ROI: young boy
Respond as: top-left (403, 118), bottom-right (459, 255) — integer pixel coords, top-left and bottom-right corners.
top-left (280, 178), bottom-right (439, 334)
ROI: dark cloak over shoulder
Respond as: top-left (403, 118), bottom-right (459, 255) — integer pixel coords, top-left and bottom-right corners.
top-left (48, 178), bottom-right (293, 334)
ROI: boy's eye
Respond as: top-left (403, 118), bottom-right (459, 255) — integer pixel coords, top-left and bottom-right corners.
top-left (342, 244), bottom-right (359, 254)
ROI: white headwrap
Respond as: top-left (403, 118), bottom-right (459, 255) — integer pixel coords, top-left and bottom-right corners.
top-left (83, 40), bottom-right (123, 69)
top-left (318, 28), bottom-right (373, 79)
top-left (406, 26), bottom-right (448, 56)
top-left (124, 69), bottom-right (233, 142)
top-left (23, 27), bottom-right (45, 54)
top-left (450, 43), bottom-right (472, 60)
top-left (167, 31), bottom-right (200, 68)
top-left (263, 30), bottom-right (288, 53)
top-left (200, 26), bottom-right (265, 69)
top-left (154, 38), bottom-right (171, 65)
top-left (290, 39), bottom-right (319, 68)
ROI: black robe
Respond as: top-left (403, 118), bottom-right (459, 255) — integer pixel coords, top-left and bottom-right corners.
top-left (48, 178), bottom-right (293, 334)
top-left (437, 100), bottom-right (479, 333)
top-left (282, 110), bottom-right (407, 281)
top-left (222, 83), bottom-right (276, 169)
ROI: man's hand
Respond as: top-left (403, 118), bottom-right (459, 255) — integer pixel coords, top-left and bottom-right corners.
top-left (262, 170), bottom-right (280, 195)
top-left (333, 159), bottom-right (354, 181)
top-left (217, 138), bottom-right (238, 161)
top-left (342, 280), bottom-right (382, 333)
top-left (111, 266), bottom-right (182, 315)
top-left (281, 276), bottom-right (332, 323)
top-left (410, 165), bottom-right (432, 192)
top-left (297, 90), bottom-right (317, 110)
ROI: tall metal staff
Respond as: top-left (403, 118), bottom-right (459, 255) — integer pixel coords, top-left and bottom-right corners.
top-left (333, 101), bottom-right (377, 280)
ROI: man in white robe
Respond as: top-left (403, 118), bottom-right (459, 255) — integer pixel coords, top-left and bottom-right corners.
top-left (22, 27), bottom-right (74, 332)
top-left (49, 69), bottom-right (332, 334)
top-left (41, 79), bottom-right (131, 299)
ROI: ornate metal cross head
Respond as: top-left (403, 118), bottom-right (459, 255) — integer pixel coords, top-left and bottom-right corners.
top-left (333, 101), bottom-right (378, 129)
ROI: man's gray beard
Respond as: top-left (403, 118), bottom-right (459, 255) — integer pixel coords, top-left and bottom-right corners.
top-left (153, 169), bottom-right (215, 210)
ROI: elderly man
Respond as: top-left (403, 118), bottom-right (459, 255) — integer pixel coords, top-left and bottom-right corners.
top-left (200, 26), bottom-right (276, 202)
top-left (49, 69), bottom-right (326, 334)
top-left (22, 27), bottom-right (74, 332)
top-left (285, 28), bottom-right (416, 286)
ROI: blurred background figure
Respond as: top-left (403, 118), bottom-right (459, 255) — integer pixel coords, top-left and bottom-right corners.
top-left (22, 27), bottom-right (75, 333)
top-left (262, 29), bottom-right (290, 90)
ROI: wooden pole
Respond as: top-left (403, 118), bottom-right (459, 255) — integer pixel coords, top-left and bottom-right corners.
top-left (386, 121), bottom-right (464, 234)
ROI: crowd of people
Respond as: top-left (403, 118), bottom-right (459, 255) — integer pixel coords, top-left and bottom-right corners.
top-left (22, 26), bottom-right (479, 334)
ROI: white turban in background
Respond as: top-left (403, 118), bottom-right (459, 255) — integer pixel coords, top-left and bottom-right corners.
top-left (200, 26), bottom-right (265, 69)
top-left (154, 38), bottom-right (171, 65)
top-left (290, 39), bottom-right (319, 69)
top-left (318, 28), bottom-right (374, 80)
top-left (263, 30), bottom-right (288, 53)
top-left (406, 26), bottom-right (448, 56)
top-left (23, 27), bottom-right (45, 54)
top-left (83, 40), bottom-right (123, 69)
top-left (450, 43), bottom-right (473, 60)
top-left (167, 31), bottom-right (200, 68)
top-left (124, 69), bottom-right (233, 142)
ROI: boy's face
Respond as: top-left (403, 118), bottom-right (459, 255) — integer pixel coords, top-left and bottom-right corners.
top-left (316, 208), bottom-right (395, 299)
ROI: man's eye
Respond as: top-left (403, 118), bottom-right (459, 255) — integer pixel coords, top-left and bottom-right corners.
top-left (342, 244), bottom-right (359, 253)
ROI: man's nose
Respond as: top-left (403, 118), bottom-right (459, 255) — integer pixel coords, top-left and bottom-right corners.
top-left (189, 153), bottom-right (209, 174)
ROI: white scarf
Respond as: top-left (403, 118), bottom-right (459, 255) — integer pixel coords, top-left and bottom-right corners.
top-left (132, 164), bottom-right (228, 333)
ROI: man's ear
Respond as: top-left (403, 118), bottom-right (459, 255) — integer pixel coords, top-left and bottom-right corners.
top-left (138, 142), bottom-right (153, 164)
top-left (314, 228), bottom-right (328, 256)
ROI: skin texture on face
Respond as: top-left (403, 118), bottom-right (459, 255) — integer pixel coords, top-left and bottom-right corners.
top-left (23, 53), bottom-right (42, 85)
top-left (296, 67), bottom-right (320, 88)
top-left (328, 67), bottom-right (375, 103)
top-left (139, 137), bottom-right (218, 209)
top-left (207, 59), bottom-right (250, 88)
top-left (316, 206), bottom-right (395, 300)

━━━━━━━━━━

Given instruction
Could you lay out every line of the records above as a Markdown table with the columns "Row" and "Line text," numbering the rows in order and leaving out any blank lines?

Complete response
| Row | Line text |
|---|---|
| 1 | ROI: young boy |
| 2 | Respond as: top-left (403, 118), bottom-right (459, 255) — integer pixel coords, top-left and bottom-right corners. |
| 3 | top-left (280, 178), bottom-right (439, 334) |
| 4 | ROI: dark cloak over shoulder |
| 5 | Respond as: top-left (403, 118), bottom-right (459, 255) — integer pixel coords, top-left and bottom-right corners. |
| 6 | top-left (48, 178), bottom-right (293, 334) |
| 7 | ROI: boy's eye |
| 8 | Respond as: top-left (403, 118), bottom-right (459, 255) — integer pixel coords, top-left and bottom-right corners. |
| 9 | top-left (342, 244), bottom-right (359, 254) |
| 10 | ROI: white headwrap |
| 11 | Respond as: top-left (403, 118), bottom-right (459, 255) — integer pixel coords, top-left and bottom-right corners. |
| 12 | top-left (83, 40), bottom-right (123, 69) |
| 13 | top-left (318, 28), bottom-right (373, 79) |
| 14 | top-left (406, 26), bottom-right (448, 56) |
| 15 | top-left (124, 69), bottom-right (233, 142) |
| 16 | top-left (23, 27), bottom-right (45, 54) |
| 17 | top-left (450, 43), bottom-right (472, 60) |
| 18 | top-left (167, 31), bottom-right (200, 68) |
| 19 | top-left (263, 30), bottom-right (288, 53) |
| 20 | top-left (200, 26), bottom-right (265, 69) |
| 21 | top-left (154, 38), bottom-right (171, 65) |
| 22 | top-left (290, 39), bottom-right (319, 68) |
| 23 | ROI: black robe |
| 24 | Respond as: top-left (403, 118), bottom-right (459, 255) — integer pixel coords, top-left and bottom-right corners. |
| 25 | top-left (48, 178), bottom-right (293, 334) |
| 26 | top-left (437, 100), bottom-right (479, 333) |
| 27 | top-left (282, 110), bottom-right (407, 281) |
| 28 | top-left (222, 83), bottom-right (276, 169) |
| 29 | ROI: man's hand |
| 30 | Respond as: top-left (403, 118), bottom-right (459, 255) — integer pixel coords, top-left and bottom-right corners. |
| 31 | top-left (262, 170), bottom-right (280, 195) |
| 32 | top-left (333, 159), bottom-right (354, 181) |
| 33 | top-left (217, 138), bottom-right (238, 161) |
| 34 | top-left (342, 280), bottom-right (382, 333) |
| 35 | top-left (111, 266), bottom-right (182, 315) |
| 36 | top-left (281, 276), bottom-right (332, 323) |
| 37 | top-left (410, 165), bottom-right (432, 192) |
| 38 | top-left (297, 90), bottom-right (317, 110) |
| 39 | ROI: tall metal staff |
| 40 | Respond as: top-left (403, 118), bottom-right (459, 255) — integer pixel coords, top-left and bottom-right corners. |
| 41 | top-left (333, 101), bottom-right (377, 280) |
| 42 | ROI: man in white robe |
| 43 | Respond as: top-left (403, 118), bottom-right (459, 255) — integer pixel coords, top-left and bottom-right corners. |
| 44 | top-left (22, 27), bottom-right (74, 332) |
| 45 | top-left (49, 69), bottom-right (332, 334) |
| 46 | top-left (41, 79), bottom-right (131, 299) |
| 47 | ROI: ornate metal cross head |
| 48 | Respond as: top-left (403, 118), bottom-right (459, 255) — integer pixel coords, top-left and bottom-right corners. |
| 49 | top-left (333, 101), bottom-right (378, 129) |
| 50 | ROI: man's gray beard |
| 51 | Respond as: top-left (403, 118), bottom-right (459, 255) — integer pixel coords, top-left and bottom-right corners. |
| 52 | top-left (153, 169), bottom-right (215, 210) |
| 53 | ROI: elderly man |
| 54 | Respond as: top-left (403, 118), bottom-right (459, 255) — integer pixel coords, top-left and bottom-right corners. |
| 55 | top-left (200, 26), bottom-right (276, 202) |
| 56 | top-left (49, 69), bottom-right (326, 334) |
| 57 | top-left (22, 27), bottom-right (74, 332) |
| 58 | top-left (285, 28), bottom-right (416, 286) |
| 59 | ROI: blurred background figure |
| 60 | Respond as: top-left (403, 118), bottom-right (459, 255) — integer pixel coords, top-left and bottom-right corners. |
| 61 | top-left (22, 27), bottom-right (75, 333) |
| 62 | top-left (262, 29), bottom-right (290, 90) |
| 63 | ROI: wooden pole |
| 64 | Respond as: top-left (403, 118), bottom-right (459, 255) — integer pixel coords, top-left and bottom-right corners. |
| 65 | top-left (386, 121), bottom-right (464, 234) |
| 66 | ROI: crowd of people |
| 67 | Respond as: top-left (403, 118), bottom-right (459, 255) — integer pixel coords, top-left and bottom-right corners. |
| 68 | top-left (22, 26), bottom-right (479, 334) |
| 69 | ROI: white turban in background |
| 70 | Respond as: top-left (403, 118), bottom-right (459, 255) — integer pixel coords, top-left and bottom-right corners. |
| 71 | top-left (200, 26), bottom-right (265, 69) |
| 72 | top-left (154, 38), bottom-right (171, 65) |
| 73 | top-left (290, 39), bottom-right (319, 69) |
| 74 | top-left (318, 28), bottom-right (374, 80) |
| 75 | top-left (263, 30), bottom-right (288, 53) |
| 76 | top-left (406, 26), bottom-right (448, 56) |
| 77 | top-left (23, 27), bottom-right (45, 54) |
| 78 | top-left (83, 40), bottom-right (123, 69) |
| 79 | top-left (450, 43), bottom-right (473, 60) |
| 80 | top-left (167, 31), bottom-right (200, 68) |
| 81 | top-left (124, 69), bottom-right (233, 142) |
| 82 | ROI: boy's face |
| 83 | Respond as: top-left (403, 118), bottom-right (459, 255) — integer pixel coords, top-left and bottom-right corners. |
| 84 | top-left (316, 208), bottom-right (395, 299) |
| 85 | ROI: man's eye |
| 86 | Respond as: top-left (403, 118), bottom-right (459, 255) — integer pixel coords, top-left and bottom-right corners. |
| 87 | top-left (342, 244), bottom-right (359, 253) |
| 88 | ROI: man's nose |
| 89 | Respond as: top-left (403, 118), bottom-right (459, 255) — integer pixel coords, top-left and bottom-right corners. |
| 90 | top-left (189, 153), bottom-right (209, 174) |
| 91 | ROI: white scarf |
| 92 | Respond as: top-left (403, 118), bottom-right (459, 255) — integer pixel coords, top-left and bottom-right corners. |
| 93 | top-left (132, 164), bottom-right (228, 333) |
| 94 | ROI: man's ear |
| 95 | Respond as: top-left (403, 118), bottom-right (459, 255) — integer pixel coords, top-left and bottom-right corners. |
| 96 | top-left (138, 142), bottom-right (153, 164) |
| 97 | top-left (314, 228), bottom-right (328, 256) |
| 98 | ROI: skin texture on face |
| 99 | Respond as: top-left (403, 118), bottom-right (459, 255) — integer pixel coords, top-left and bottom-right corners. |
| 100 | top-left (23, 53), bottom-right (42, 85) |
| 101 | top-left (296, 67), bottom-right (320, 88) |
| 102 | top-left (328, 67), bottom-right (375, 103) |
| 103 | top-left (139, 137), bottom-right (218, 209) |
| 104 | top-left (207, 59), bottom-right (250, 88) |
| 105 | top-left (316, 206), bottom-right (395, 300) |